— Extract —
Many commenters who saw Lovász’s video cracked jokes about the situation, with one person writing, “I’d be so embarrassed if someone beeped at me and I’m just sat in the passenger seat by myself LOL.”

Another questioned the legalities of getting pulled over in one of these vehicles.

“If waymo gets pulled over how does it give the officer its license and registration????” they said.

Someone else quipped, “Waymo? Waymo anxiety.”

While others felt bad for the little robot car, with one saying, “Poor Waymo. Just quietly taking your insults with his little blinker on.”

Another remarked, “You waymo brave than me cause I would never get in a car with no driver lol.”

Some said that as advanced as the technology has gotten, they didn’t feel confident enough to step inside an automated car.

“Every time I see one of these videos, I realize I’m simply not ready to trust this kind of technology yet,” one wrote.

The Daily Dot has reached out to Waymo via email and the TikToker via TikTok comment.

Update 11:06am CT, Mar. 11, 2024:

In an email to the Daily Dot, Waymo provided the following statement clarifying the difference between Tesla and Waymo:

“Teslas are NOT autonomous vehicles, and their data should never be correlated with Waymo,” the spokesperson wrote. “Waymo vehicles are fully autonomous (or level 4) where Teslas are level 2 driver assist systems.”

The spokesperson then referenced their safety record in a blog detailing the stats from their first 7.1M miles of driving.

“An 85% reduction or 6.8 times lower crash rate involving any injury, from minor to severe and fatal cases,” the blog stated.

It continued, “A 57% reduction or 2.3 times lower police-reported crash rate.”

— Stated task A —
According to the Waymo article, what level of autonomy does the spokesperson assign to Waymo vehicles?

— Supplied records —

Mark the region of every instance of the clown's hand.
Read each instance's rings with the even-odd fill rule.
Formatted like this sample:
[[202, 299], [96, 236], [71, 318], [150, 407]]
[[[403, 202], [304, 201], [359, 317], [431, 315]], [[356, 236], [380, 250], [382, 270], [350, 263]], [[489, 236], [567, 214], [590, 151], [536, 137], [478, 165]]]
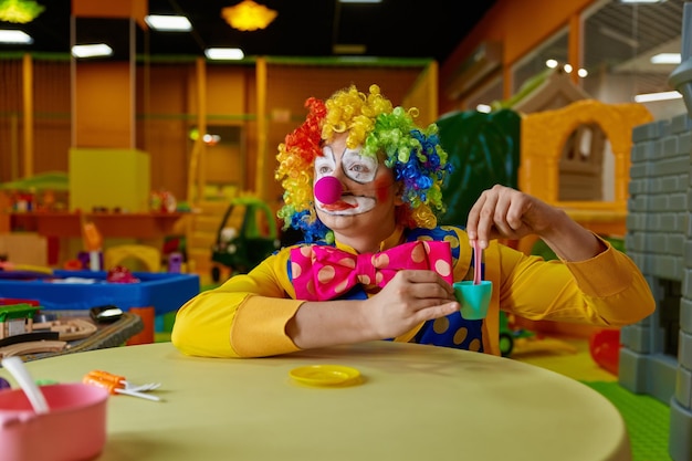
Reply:
[[504, 186], [483, 191], [466, 222], [469, 240], [487, 248], [492, 239], [518, 240], [536, 234], [563, 260], [584, 261], [606, 250], [591, 232], [559, 208]]
[[438, 273], [424, 270], [399, 271], [365, 303], [368, 326], [377, 338], [402, 335], [460, 307], [452, 286]]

— Stated task B —
Give the lines of the listing, starting at its first line and ending at the line containing "[[202, 299], [96, 236], [71, 318], [150, 407]]", as a JSON list of strings with one string per line and blank lines omitted.

— Expected answer A —
Waymo vehicles are fully autonomous, or level 4.

— Expected answer B —
[
  "Mark the region of every instance of the clown's hand.",
  "Read each instance's rings with the even-odd fill rule.",
  "Formatted like this sample:",
  "[[202, 299], [96, 236], [71, 318], [150, 407]]"
]